### Requirement A
According to the review, in what year was Coelho's book first published in Brazil?
### Requirement B
Explain why the review suggests that the book was written by a committee of self-improvement pundits.

Text START

Coelho's placebo has racked up impressive sales in Brazil and Europe. Americans should flock to it like gulls.

Coelho is a Brazilian writer with four books to his credit. Following Diary of a Magus (1992—not reviewed) came this book, published in Brazil in 1988: it's an interdenominational, transcendental, inspirational fable—in other words, a bag of wind. 

 The story is about a youth empowered to follow his dream. Santiago is an Andalusian shepherd boy who learns through a dream of a treasure in the Egyptian pyramids. An old man, the king of Salem, the first of various spiritual guides, tells the boy that he has discovered his destiny: "to realize one's destiny is a person's only real obligation." So Santiago sells his sheep, sails to Tangier, is tricked out of his money, regains it through hard work, crosses the desert with a caravan, stops at an oasis long enough to fall in love, escapes from warring tribesmen by performing a miracle, reaches the pyramids, and eventually gets both the gold and the girl. Along the way he meets an Englishman who describes the Soul of the World; the desert woman Fatima, who teaches him the Language of the World; and an alchemist who says, "Listen to your heart" A message clings like ivy to every encounter; everyone, but everyone, has to put in their two cents' worth, from the crystal merchant to the camel driver ("concentrate always on the present, you'll be a happy man"). The absence of characterization and overall blandness suggest authorship by a committee of self-improvement pundits—a far cry from Saint- Exupery's The Little Prince: that flagship of the genre was a genuine charmer because it clearly derived from a quirky, individual sensibility.

Text END
Provided material START

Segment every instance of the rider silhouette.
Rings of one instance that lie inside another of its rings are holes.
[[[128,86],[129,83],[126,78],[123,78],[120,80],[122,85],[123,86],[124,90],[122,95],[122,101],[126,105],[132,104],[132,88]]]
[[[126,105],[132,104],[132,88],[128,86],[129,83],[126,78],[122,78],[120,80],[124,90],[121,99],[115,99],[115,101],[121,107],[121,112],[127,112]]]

Provided material END

### Answer area A
It was published in Brazil in 1988.

### Answer area B
The review points to the book's absence of characterization and its overall blandness. It contrasts this with Saint-Exupery's The Little Prince, which it calls a genuine charmer because it clearly derived from a quirky, individual sensibility.